- Task instructions: Leaving out every picture, quote the data below exactly as it appears.

-------

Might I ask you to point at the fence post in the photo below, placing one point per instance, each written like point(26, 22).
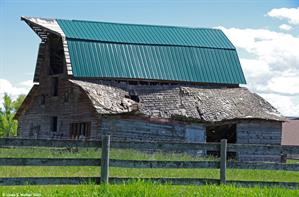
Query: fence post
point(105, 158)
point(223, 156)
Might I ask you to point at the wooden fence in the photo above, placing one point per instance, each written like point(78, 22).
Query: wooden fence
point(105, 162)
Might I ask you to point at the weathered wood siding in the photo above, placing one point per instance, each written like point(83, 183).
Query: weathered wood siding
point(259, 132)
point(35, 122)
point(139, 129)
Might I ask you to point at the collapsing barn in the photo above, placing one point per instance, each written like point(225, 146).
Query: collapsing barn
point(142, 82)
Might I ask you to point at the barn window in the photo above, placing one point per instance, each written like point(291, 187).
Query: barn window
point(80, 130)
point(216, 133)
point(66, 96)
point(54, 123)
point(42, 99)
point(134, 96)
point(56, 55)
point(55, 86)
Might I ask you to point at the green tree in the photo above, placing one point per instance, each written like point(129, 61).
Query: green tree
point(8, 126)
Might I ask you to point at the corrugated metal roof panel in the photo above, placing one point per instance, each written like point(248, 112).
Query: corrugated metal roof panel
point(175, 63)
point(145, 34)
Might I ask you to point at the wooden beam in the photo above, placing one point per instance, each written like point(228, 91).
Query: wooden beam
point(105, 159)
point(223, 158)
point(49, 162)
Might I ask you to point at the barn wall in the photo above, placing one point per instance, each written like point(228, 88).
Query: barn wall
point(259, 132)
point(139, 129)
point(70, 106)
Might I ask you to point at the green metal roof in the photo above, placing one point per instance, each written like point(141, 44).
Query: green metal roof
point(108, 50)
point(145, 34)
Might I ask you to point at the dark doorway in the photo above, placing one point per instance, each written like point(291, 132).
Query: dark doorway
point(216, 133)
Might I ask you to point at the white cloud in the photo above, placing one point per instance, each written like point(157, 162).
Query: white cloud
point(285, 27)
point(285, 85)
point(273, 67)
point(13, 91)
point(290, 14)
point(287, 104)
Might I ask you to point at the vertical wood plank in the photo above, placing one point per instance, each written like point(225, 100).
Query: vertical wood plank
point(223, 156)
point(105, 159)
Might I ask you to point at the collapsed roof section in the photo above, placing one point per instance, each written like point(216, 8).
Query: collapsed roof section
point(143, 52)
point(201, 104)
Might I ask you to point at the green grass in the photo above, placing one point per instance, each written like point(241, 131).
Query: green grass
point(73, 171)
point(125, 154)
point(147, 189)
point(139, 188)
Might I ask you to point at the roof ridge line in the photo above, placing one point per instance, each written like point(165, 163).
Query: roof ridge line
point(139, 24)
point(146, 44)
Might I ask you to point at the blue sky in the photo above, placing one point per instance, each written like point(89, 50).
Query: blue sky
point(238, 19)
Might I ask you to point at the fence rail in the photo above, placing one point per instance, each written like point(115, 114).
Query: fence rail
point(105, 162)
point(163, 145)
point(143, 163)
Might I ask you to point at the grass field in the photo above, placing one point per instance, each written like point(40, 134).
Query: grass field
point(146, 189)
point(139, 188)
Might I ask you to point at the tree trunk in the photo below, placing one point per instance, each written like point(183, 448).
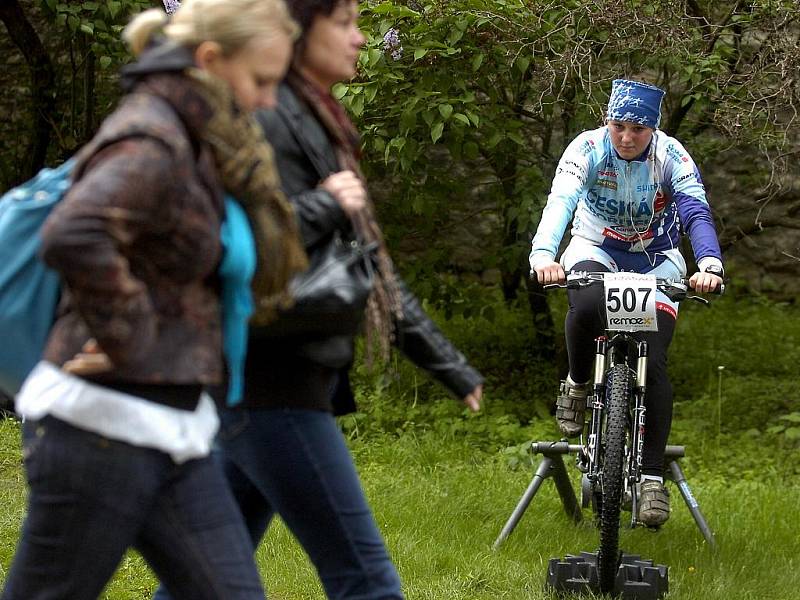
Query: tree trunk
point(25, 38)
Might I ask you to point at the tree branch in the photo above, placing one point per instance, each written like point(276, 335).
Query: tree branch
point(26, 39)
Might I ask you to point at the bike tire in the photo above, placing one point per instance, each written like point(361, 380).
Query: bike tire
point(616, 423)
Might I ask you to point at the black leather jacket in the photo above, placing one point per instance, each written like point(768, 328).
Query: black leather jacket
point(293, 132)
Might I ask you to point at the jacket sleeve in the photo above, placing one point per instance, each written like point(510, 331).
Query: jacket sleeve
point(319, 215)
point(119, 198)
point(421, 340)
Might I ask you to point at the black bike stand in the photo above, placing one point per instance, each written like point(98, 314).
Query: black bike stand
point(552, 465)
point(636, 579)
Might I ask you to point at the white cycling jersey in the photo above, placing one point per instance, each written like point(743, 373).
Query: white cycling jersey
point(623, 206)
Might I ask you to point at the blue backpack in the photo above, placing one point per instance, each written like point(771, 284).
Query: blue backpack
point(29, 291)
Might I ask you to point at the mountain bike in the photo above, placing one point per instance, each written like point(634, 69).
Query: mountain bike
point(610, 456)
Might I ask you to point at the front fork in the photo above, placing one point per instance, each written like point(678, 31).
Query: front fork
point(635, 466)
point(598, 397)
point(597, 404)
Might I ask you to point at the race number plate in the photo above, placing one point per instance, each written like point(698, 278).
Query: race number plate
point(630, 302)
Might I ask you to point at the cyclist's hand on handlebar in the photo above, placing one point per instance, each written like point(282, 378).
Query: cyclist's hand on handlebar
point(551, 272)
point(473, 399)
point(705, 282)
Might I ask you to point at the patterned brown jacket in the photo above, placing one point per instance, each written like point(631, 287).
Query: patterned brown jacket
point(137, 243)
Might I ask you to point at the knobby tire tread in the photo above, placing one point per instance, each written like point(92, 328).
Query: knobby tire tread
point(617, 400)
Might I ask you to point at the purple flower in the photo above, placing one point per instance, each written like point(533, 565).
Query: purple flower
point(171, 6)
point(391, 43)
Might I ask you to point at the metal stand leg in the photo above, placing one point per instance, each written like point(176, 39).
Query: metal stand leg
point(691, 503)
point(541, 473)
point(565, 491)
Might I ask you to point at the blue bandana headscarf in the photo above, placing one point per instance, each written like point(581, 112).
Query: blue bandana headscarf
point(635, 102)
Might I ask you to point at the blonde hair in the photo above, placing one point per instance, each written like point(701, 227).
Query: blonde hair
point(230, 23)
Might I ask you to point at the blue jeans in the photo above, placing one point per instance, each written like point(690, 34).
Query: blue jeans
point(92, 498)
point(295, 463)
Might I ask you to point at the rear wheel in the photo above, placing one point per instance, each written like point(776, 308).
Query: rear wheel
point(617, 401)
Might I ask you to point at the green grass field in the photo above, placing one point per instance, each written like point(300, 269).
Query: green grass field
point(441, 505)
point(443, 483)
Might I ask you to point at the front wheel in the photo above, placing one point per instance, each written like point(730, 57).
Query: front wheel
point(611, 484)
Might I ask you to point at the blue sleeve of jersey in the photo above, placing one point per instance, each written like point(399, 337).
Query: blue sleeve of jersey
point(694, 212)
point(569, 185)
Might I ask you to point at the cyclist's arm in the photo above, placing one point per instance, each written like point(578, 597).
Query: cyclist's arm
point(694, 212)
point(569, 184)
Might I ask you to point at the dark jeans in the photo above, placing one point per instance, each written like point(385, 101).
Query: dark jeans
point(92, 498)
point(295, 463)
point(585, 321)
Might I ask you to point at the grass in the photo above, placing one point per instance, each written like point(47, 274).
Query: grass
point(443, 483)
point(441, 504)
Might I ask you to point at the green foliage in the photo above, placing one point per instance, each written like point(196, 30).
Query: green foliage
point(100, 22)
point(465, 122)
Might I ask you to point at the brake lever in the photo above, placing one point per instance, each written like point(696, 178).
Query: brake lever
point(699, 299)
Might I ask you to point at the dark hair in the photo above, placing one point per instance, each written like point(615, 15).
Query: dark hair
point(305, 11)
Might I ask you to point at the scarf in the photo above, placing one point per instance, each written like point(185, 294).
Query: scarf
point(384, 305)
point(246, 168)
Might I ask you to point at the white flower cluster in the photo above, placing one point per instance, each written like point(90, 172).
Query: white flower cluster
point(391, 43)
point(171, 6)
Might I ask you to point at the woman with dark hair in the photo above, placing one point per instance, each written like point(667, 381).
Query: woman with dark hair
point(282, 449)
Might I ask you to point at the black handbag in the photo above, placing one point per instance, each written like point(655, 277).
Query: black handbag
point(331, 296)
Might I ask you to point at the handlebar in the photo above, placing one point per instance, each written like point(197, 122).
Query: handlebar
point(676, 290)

-------

- Result of this task:
Might I ask you to point at the fence post in the photo below, placing one point per instance, each written like point(26, 22).
Query: fence post
point(105, 158)
point(223, 156)
Might I ask you to point at the wooden fence in the photo above, placing one point per instance, each written like point(78, 22).
Query: wooden fence
point(105, 162)
Might I ask you to point at the weathered wood siding in the photo above, placing one point per instance, each written like point(83, 183).
Query: weathered wood siding
point(259, 132)
point(35, 122)
point(139, 129)
Might I ask you to point at the collapsing barn in the photo above, placing one point per instance, each written like point(225, 146).
Query: collapsing barn
point(142, 82)
Might I ask you to point at the barn window in the photo above, placing one point per instance, each written like point(291, 187).
Query: barn window
point(80, 130)
point(216, 133)
point(66, 96)
point(54, 123)
point(42, 99)
point(134, 96)
point(56, 55)
point(55, 86)
Might I ask you to point at the green tree in the photo above, placing one point per instance, each written like point(129, 61).
Query: green tree
point(8, 126)
Might I ask you to point at the corrugated metal roof panel in the photo above, placing one point per instance, each written like point(248, 112).
Query: corrugated metal roof panel
point(175, 63)
point(145, 34)
Might I ask you to point at the wooden beam in the photo above, placing one point per instance, each written like point(228, 91).
Query: wooden beam
point(105, 159)
point(223, 158)
point(49, 162)
Might I ask you to point at the barn wall in the photo above, placing one point per instance, each written like point(228, 88).
Query: barn wall
point(259, 132)
point(139, 129)
point(70, 106)
Might I ask you to point at the green metal roof in the photo above, placing one point per instance, each written like point(141, 44).
Query: green metal roof
point(108, 50)
point(145, 34)
Might I ask you to point at the dark doorway in the photo above, placing one point per instance, each written like point(291, 132).
Query: dark doorway
point(216, 133)
Might I ask you to point at the white cloud in the photo above, placing one point per instance, each written like point(157, 162).
Query: white cloud
point(285, 27)
point(285, 85)
point(273, 67)
point(13, 91)
point(290, 14)
point(287, 104)
Might I ask you to point at the vertical wood plank in the photo above, placing one point per instance, each written like point(225, 100).
Query: vertical wood plank
point(223, 156)
point(105, 159)
Might I ask you to point at the collapsed roof section in the photo above, placing one point per instance, each written like point(216, 8).
Query: collapsed roof section
point(143, 52)
point(201, 104)
Might I ask you to point at the green grass in the photo above, placing one point per instance, each written like point(241, 131).
Query: green grass
point(73, 171)
point(125, 154)
point(147, 189)
point(139, 188)
Might I ask you to point at the roof ridge line in the photo above, placing one point per instance, each written like point(165, 163).
Query: roof ridge line
point(139, 24)
point(146, 44)
Might I ask you to point at the blue sky in the photo above, placing one point per instance, each written like point(89, 50).
Query: blue sky
point(238, 19)
Might I ask you to point at the fence rail in the photo above, placing one point per instance, each written like point(115, 114).
Query: fence rail
point(105, 162)
point(163, 145)
point(143, 163)
Might I ask you to point at the grass field in the photo above, placing one point per instance, each written like point(40, 134).
Query: grass field
point(146, 189)
point(139, 188)
Might I ask you to point at the tree trunk in the photo below, placing one point per instance, each written like point(183, 448).
Query: tree trunk
point(25, 38)
Might I ask you to point at the tree branch in the photo above, placing one point per instance, each written like point(276, 335).
Query: tree branch
point(26, 39)
Might I ask you to point at the bike tire in the photo above, placing one point per instance, each written like point(361, 380).
Query: bike tire
point(616, 423)
Might I ask you to point at the black leather jacket in the photo above, placing one point per instance, each written like point(768, 328).
Query: black leather jacket
point(293, 132)
Might I ask you to point at the jacket sleeve in the photo above, placing one point per instance, each written like point(510, 331).
Query: jacket sleeve
point(319, 215)
point(119, 198)
point(421, 340)
Might I ask you to point at the black bike stand in the photo above, placing one point per instance, each written like point(98, 314).
Query: black bike stand
point(552, 465)
point(636, 579)
Might I ask you to point at the white cycling jersey in the photo above, placing one point per instance, each written like point(743, 373).
Query: white cycling jersey
point(623, 206)
Might I ask you to point at the blue backpack in the photo above, placing one point per instance, each written like point(771, 284).
Query: blue backpack
point(29, 291)
Might I ask you to point at the mountain bike in the photo above, placing one point per instance, each written like point(634, 69).
Query: mountain bike
point(610, 456)
Might I ask you to point at the front fork in the photo above, placing one point per instance, each written like point(678, 31).
Query: front fork
point(635, 466)
point(598, 397)
point(597, 404)
Might I ask you to point at the race number plate in the photo above, placing one point per instance, each written like point(698, 278).
Query: race number plate
point(630, 302)
Might I ask you to point at the cyclist's hand on handlebar in the photo above, placing one point per instance, each written like point(282, 378).
Query: cyclist's hand on handlebar
point(551, 272)
point(473, 399)
point(705, 282)
Might I ask you to point at the patterned brown jacket in the photo above, placing one point per instance, each written like point(631, 287).
Query: patterned brown jacket
point(137, 243)
Might I ask you to point at the knobby tire tread in the photo above, placing one point per instance, each written like point(92, 328).
Query: knobby tire tread
point(617, 400)
Might I ask you to point at the purple flower in the photo above, placing one point per instance, each written like point(533, 565).
Query: purple flower
point(171, 6)
point(391, 43)
Might I ask you to point at the metal stand leg in the photo above, placing one point per instance, each written like point(176, 39).
Query: metal stand leg
point(691, 503)
point(541, 473)
point(565, 491)
Might I ask you to point at the blue bandana headscarf in the photo above, placing one point per instance, each written like point(581, 112).
Query: blue bandana headscarf
point(635, 102)
Might I ask you to point at the blonde hair in the photo above, placing one point per instance, each written like point(701, 227).
Query: blonde hair
point(230, 23)
Might I ask you to point at the blue jeans in the photo above, placing one point per instance, each written like point(690, 34).
Query: blue jeans
point(92, 498)
point(295, 463)
Might I ask you to point at the rear wheel in the photo above, placing one point per instance, each written like point(776, 308).
Query: rear wheel
point(617, 401)
Might I ask you to point at the green grass field in the photo above, placing one point per instance, each written like point(300, 269).
Query: green grass field
point(441, 505)
point(443, 483)
Might I ask you to point at the front wheel in the photo above, placing one point per instance, each written like point(730, 57).
Query: front wheel
point(611, 484)
Might I ask you to point at the blue sleeve of jersey in the photo above, placing one point per instance, each written like point(399, 337).
Query: blue sleeve of jersey
point(694, 212)
point(569, 185)
Might I ask you to point at the cyclist's arm in the photo above, placing one point per instance, each written like point(578, 597).
Query: cyclist's arm
point(694, 212)
point(569, 184)
Might I ask you to point at the dark jeans in the photo above, placing one point per instance, each written like point(385, 101).
Query: dark jeans
point(92, 498)
point(295, 463)
point(585, 321)
Might I ask you to point at the grass in the photo above, placing one point per instance, each written like point(47, 274).
Query: grass
point(443, 483)
point(441, 504)
Might I ask you to point at the green foliage in the photo above, placing one point per instance, each written like point(196, 30).
Query: green foliage
point(100, 22)
point(465, 122)
Might I ask you to point at the brake lever in the photo above, placing one point per instance, each written like point(696, 178).
Query: brake lever
point(699, 299)
Might I ask you to point at the dark hair in the photo above, placing one point per instance, each written like point(615, 15).
Query: dark hair
point(305, 11)
Might I ask you to point at the scarf in the photo above, placing one point per instance, each written like point(185, 294).
Query: scarf
point(384, 305)
point(246, 168)
Might I ask you to point at the white flower cluster in the photo above, placing one point per instance, each written like point(90, 172).
Query: white flower cluster
point(391, 43)
point(171, 6)
Might I ask you to point at the woman with dark hair in the photo above, placing one point per instance, each written like point(667, 381).
Query: woman with dark hair
point(282, 449)
Might I ask you to point at the black handbag in the photo above, placing one point per instance, each written like point(655, 277).
Query: black handbag
point(331, 296)
Might I ask you to point at the handlebar in the photo above, placing one point per instance, each written like point(197, 122).
Query: handlebar
point(676, 290)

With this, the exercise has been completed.